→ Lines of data

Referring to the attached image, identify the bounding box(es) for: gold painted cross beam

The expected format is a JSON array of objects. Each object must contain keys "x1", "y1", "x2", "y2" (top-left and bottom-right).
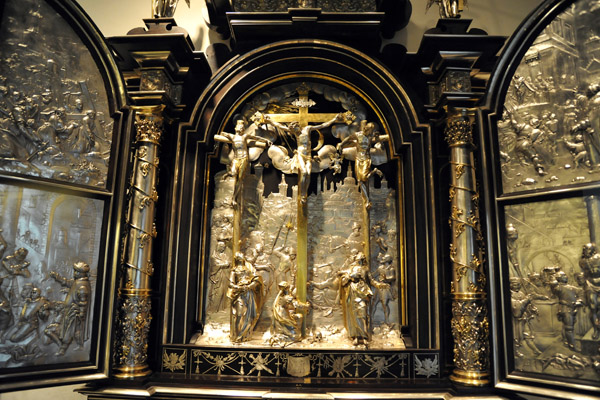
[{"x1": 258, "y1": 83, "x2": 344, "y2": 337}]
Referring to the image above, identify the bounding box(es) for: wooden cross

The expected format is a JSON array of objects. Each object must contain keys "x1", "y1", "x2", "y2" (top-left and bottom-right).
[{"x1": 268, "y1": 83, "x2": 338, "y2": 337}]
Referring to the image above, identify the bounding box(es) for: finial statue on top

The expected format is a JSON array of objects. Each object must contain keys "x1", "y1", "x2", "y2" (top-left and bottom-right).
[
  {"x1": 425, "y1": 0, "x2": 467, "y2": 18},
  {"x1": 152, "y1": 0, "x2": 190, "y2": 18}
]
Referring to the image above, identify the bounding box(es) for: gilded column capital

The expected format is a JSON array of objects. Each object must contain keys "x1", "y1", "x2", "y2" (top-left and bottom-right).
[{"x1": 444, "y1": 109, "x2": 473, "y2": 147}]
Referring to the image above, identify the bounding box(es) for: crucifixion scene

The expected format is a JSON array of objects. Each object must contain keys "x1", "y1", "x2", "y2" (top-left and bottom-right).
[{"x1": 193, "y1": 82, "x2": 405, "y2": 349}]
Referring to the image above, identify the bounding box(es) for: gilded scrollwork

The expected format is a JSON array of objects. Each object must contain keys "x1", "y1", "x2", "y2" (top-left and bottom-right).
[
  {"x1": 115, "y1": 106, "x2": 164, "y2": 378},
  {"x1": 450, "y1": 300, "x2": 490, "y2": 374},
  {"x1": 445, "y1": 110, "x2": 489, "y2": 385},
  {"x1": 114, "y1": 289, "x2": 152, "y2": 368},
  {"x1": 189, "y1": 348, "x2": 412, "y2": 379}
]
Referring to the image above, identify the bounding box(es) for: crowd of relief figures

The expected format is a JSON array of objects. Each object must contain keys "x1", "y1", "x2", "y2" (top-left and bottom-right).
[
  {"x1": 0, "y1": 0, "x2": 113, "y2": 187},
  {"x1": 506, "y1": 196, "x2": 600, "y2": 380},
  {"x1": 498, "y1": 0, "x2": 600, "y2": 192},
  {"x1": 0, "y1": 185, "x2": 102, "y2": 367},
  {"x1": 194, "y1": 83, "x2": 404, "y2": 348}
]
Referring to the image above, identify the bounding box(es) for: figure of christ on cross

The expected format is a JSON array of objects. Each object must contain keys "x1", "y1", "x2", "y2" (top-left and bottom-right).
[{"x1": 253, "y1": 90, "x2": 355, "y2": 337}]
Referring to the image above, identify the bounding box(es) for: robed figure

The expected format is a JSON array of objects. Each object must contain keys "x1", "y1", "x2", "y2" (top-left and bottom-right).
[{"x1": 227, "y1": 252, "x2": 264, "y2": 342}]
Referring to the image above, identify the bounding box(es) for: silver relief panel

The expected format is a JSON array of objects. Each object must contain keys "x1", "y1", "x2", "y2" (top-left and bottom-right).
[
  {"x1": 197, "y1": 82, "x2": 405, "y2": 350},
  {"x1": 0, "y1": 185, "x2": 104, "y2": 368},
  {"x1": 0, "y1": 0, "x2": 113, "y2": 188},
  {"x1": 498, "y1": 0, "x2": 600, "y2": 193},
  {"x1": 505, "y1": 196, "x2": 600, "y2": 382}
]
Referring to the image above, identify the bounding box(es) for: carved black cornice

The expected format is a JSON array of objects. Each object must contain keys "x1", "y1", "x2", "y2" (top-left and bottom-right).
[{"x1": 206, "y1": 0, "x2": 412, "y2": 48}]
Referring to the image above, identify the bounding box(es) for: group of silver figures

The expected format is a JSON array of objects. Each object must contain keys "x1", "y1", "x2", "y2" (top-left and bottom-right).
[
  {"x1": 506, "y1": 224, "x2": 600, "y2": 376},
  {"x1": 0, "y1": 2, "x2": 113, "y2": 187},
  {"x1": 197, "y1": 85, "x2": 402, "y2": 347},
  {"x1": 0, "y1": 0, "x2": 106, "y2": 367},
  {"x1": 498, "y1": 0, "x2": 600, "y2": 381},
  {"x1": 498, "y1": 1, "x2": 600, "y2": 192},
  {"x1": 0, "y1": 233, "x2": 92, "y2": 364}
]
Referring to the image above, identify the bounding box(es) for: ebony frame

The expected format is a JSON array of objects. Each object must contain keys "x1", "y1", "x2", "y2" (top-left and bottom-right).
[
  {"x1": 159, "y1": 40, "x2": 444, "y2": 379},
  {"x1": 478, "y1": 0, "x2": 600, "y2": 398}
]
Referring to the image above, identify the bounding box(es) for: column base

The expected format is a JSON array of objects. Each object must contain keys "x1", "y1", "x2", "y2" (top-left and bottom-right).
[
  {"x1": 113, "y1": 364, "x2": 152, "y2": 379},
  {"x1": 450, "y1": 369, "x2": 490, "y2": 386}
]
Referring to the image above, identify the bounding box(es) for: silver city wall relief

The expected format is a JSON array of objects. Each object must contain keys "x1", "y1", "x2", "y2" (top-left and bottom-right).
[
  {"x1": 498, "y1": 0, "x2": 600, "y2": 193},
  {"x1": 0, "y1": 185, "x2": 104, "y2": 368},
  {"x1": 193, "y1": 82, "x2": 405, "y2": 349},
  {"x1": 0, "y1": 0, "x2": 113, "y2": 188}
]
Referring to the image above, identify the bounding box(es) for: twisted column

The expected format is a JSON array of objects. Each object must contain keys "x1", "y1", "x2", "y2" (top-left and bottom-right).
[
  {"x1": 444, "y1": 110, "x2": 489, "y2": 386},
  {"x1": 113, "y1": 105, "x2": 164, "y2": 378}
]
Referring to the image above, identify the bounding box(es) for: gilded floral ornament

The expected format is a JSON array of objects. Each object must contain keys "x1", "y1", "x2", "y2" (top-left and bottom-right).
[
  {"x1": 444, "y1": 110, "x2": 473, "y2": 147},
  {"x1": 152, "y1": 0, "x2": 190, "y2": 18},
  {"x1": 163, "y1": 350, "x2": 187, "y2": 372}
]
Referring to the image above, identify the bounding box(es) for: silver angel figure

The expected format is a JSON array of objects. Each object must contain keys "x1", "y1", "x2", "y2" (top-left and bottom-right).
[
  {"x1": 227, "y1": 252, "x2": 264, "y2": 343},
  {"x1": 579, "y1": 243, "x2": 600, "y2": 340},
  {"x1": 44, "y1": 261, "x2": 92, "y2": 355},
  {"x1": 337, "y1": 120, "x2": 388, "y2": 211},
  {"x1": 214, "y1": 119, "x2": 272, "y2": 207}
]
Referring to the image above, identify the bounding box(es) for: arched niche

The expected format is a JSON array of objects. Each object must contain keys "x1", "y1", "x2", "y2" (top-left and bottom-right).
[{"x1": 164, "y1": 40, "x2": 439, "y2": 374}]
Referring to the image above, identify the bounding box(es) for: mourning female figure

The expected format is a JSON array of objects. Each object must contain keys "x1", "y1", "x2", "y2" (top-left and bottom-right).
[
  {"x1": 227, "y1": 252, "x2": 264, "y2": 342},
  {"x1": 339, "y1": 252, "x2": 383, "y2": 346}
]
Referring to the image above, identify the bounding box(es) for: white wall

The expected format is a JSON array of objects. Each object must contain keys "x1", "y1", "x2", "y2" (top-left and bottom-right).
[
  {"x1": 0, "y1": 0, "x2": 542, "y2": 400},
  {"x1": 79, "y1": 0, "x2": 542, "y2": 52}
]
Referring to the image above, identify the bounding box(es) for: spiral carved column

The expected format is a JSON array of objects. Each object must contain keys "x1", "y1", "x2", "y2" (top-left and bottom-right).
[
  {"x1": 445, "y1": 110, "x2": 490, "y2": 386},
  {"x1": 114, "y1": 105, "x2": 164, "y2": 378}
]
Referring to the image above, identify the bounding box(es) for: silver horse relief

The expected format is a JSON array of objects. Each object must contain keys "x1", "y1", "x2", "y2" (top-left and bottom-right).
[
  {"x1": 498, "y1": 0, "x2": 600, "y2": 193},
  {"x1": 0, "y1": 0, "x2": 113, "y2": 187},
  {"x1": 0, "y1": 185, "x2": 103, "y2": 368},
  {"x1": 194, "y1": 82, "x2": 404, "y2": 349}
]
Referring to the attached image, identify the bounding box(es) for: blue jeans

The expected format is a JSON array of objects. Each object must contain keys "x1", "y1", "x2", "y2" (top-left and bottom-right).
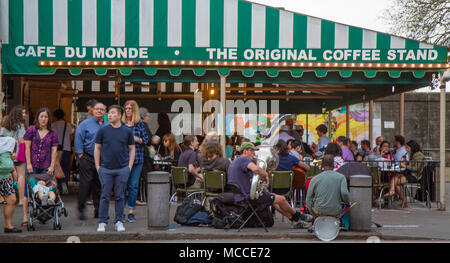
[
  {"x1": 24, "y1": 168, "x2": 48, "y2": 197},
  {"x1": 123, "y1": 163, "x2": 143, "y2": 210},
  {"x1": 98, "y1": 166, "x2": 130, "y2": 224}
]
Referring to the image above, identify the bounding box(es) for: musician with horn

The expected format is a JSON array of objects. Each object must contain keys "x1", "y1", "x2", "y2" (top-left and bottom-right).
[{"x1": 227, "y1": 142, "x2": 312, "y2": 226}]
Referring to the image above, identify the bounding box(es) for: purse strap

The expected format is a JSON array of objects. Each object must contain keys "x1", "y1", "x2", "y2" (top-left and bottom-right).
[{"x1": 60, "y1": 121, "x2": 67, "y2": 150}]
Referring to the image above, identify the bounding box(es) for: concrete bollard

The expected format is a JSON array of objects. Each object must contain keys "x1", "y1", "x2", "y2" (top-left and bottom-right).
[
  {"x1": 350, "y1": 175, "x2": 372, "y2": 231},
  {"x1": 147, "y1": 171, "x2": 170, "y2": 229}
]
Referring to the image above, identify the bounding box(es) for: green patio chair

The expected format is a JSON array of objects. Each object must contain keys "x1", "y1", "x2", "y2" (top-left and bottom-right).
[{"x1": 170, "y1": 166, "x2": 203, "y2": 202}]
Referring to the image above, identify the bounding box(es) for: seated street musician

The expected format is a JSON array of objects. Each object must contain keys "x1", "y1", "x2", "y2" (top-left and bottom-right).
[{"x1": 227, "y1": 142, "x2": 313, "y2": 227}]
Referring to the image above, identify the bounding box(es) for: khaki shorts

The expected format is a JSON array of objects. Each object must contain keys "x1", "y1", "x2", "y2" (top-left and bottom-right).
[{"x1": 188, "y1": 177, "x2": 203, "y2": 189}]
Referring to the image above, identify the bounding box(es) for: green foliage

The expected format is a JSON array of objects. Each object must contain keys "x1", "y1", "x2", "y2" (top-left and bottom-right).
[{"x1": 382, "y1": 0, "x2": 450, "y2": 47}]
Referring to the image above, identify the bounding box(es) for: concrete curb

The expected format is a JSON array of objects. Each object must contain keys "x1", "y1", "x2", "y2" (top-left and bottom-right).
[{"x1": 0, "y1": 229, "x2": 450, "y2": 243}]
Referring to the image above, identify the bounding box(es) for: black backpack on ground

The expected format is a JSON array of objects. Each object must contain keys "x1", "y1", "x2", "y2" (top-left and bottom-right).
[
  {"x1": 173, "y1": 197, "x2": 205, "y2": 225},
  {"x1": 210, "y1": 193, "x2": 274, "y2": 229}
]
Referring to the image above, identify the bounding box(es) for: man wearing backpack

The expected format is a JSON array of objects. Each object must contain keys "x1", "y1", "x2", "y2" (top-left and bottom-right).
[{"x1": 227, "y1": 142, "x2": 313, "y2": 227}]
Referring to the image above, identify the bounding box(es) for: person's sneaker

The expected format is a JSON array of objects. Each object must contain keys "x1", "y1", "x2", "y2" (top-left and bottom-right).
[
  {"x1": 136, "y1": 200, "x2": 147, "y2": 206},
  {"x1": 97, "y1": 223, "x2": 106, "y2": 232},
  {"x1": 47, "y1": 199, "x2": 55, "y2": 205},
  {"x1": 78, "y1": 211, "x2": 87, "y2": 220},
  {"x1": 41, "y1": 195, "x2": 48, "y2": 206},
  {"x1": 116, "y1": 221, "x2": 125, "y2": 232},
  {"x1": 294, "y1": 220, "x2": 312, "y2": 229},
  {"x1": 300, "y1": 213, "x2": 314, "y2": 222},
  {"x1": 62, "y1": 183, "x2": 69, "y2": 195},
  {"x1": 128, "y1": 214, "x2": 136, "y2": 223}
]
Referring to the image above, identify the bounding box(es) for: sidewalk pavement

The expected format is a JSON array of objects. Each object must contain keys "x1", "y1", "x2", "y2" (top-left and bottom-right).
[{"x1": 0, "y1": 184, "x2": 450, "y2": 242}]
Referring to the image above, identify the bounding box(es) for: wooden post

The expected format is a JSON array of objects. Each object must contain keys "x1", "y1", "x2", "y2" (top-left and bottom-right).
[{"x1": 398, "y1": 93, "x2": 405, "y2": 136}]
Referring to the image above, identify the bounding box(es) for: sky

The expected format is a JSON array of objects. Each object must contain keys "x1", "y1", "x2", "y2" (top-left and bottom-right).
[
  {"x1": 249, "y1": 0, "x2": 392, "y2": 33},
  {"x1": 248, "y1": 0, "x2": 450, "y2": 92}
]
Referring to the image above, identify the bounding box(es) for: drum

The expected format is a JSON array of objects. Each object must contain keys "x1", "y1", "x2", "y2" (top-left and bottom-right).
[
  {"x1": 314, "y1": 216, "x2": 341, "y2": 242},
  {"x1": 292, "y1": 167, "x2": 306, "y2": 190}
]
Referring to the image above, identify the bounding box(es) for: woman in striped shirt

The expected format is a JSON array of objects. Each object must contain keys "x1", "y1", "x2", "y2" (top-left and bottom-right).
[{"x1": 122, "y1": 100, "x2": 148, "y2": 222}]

→ YOUR TASK
Copy out, word for word, the part of the lines above that opens with the line containing "box(es) for: sky" and runs to the end of the lines, including both the opening line and the final line.

→ CORRECT OUTPUT
Referring to the image above, identify the bounding box(es) for: sky

The expected format is a JSON array of objects. Each object must contain keys "x1", "y1", "x2", "y2" (top-left and bottom-right).
[
  {"x1": 249, "y1": 0, "x2": 392, "y2": 33},
  {"x1": 248, "y1": 0, "x2": 450, "y2": 92}
]
Referring to the image above, identify the bounding box(es) for: drum

The expected format is a JSON array of objects. Each object must contain keys "x1", "y1", "x2", "y2" (top-left and bottom-right).
[
  {"x1": 314, "y1": 216, "x2": 341, "y2": 242},
  {"x1": 292, "y1": 167, "x2": 306, "y2": 190}
]
Referring to the image above, identify the bounding box(es) for: woman in striped shirt

The expected format is a JSON array of objects. Each object must contain keys "x1", "y1", "x2", "y2" (top-left and bottom-right).
[{"x1": 122, "y1": 100, "x2": 148, "y2": 222}]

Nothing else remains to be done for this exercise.